→ **Text passage**
***
= Mina Foley =

New Zealand coloratura soprano (1930–2007)

Wilhelmina Maile Foley (9 March 1930 – 21 January 2007) was a New Zealand coloratura soprano, who rose to prominence in the 1950s. She was the first of many to study under the acclaimed singing teacher Dame Sister Mary Leo. Other prominent singers who studied with Mary Leo included the internationally renowned soprano Dame Kiri Te Kanawa, soprano Dame Malvina Major, and mezzo-soprano Heather Begg. Foley's voice was dubbed "The voice of the century" by some.

On her 1955 New Zealand tour every concert was sold out. She studied abroad, and performed in Ireland, Italy, England, USA and Australia, returning to New Zealand in 1960. Foley had a severe mental breakdown in 1961, forcing her retirement after only one year performing in New Zealand. She spent the next 16 years in Oakley Psychiatric Hospital. In 1978 she staged a return concert. However, her return to singing was short-lived, and ill-health continued to plague her until her death in 2007.

==Recordings==
There are three Mina Foley albums in print on the New Zealand label Ode Records. The Early Years (CDMANU1062) was released in 1991 and is a compilation of some of Foley's earliest recordings from the period 1949–1953. These recordings were made in New Zealand. Included are recordings of Verdi's 'Sempre Libera', Mozart's 'Der Holle Rache' (performed in English), Bellini's 'Casta Diva'and Donizetti's 'O luce di quest'anima'.
***
→ **Listed entries**
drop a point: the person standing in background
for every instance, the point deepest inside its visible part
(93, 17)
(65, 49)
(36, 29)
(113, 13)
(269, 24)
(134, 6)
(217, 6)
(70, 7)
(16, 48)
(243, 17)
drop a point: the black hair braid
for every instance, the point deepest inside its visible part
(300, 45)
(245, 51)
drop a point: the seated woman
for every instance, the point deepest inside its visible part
***
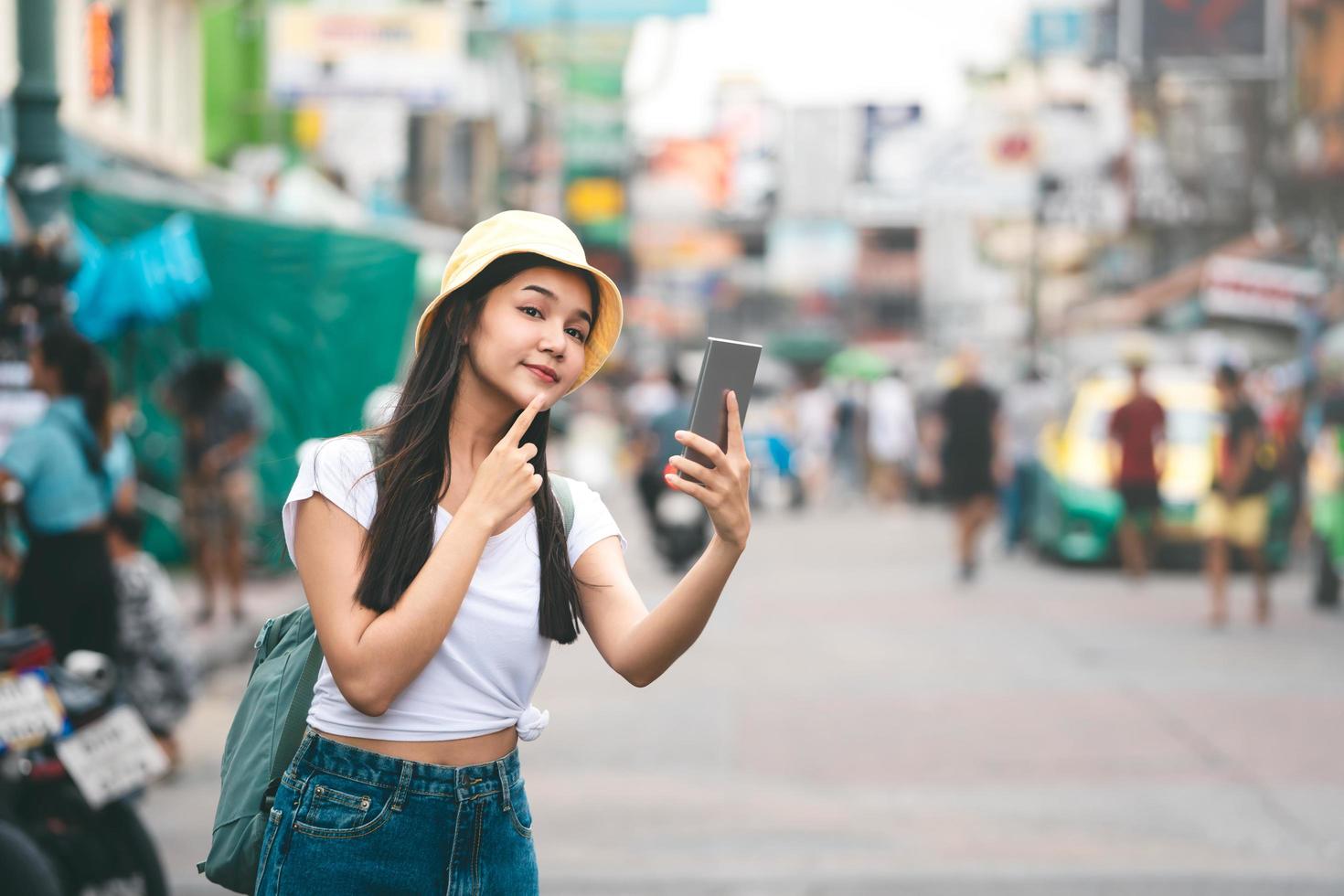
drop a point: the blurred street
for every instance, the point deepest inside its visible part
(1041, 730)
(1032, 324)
***
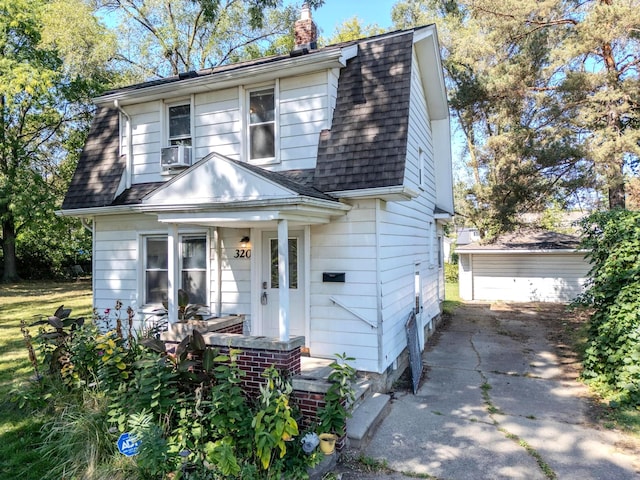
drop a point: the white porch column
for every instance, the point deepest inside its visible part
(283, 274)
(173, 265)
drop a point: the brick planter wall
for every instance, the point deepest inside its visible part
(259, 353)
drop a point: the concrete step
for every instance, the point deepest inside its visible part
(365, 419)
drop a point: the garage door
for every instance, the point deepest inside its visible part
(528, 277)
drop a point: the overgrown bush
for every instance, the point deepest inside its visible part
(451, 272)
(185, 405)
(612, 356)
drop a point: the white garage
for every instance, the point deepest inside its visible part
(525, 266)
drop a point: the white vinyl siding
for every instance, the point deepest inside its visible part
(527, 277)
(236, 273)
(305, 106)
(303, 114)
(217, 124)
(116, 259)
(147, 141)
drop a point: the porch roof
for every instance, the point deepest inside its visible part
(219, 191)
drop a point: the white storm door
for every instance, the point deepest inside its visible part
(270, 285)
***
→ **Task statement**
Resume the Mina Foley article, starting after its last sentence. The lines have nothing to do with the Mina Foley article.

→ **Result for this task**
Songs For You (CDMANU1529) was released in 1996 and is an eighteen track compilation of classics including 'Ave Maria', 'How Great Thou Art' and 'The Lord's Prayer'.

Mina Foley and Michael Tarawhiti McGifford (CDMANU2061) was released on compact disc for the first time in 2007. It features a selection of songs for solo voice and duets performed by Foley with Michael Tarawhiti McGifford.

Stebbing Recording also released a 33 1/3 RPM Hi-Fi microgroove live recording "miniature concert" recorded at the Auckland Town Hall in 1961. Mina is accompanied on the album by the Saint Mary's College and School Of Music Massed Choir, trained by Sister (and later Dame) Mary Leo, and conducted by Patricia Price.

Side One features, Nun's Chorus by Strauss, and Low! Hear the Gentle Lark by Bishop; Side Two features La Virgine degli Angeli by Verdi, Vengeance Aria by Mozart, and The Nightingale and The Rose.

The Stebbing's website shows it as being on its Zodiac label but that title features nowhere on the physical disc or cover.